> Directions for this task:
Write out precisely the lines beginning with the line that contains "Find the distant" and ending with the last line of the entries, and no other lines.

(Data listing)
◆ ◆ ◆

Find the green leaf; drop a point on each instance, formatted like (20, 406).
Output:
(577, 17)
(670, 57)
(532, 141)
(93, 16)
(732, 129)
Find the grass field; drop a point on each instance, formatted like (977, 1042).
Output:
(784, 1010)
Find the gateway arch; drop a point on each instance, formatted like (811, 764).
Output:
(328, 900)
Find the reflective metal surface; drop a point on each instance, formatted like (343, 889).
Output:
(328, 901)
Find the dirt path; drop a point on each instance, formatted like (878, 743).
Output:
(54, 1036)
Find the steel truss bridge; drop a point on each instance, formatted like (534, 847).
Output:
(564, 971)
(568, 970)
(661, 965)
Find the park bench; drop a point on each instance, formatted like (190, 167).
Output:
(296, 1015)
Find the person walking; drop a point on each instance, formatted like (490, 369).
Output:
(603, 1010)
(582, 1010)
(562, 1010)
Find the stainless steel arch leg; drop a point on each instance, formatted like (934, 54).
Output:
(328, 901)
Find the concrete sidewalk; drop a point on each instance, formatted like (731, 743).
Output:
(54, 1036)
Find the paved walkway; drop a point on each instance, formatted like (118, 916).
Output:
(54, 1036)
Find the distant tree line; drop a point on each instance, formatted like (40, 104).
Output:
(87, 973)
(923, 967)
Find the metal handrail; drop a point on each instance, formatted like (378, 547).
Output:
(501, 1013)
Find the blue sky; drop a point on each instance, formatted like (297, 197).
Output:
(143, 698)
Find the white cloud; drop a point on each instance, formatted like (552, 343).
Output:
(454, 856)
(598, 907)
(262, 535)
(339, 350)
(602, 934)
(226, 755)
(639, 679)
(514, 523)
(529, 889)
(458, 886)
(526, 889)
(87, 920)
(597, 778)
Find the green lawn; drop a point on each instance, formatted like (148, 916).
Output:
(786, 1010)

◆ ◆ ◆

> The solution:
Find the distant tree line; drop a point on each instance, formatted like (40, 104).
Output:
(87, 973)
(923, 967)
Find the metal handrail; drop a point on each instance, formatted like (378, 547).
Output:
(501, 1013)
Find the blue sky; drop a point on each instance, formatted like (297, 197).
Output:
(143, 698)
Find the white cloud; drop a point on each instance, formatted like (552, 343).
Output:
(454, 856)
(598, 907)
(262, 535)
(339, 350)
(602, 934)
(226, 755)
(639, 679)
(514, 523)
(529, 889)
(458, 886)
(526, 889)
(87, 920)
(597, 778)
Find the green lawn; drop a point on each instance, formatted like (148, 916).
Output:
(786, 1010)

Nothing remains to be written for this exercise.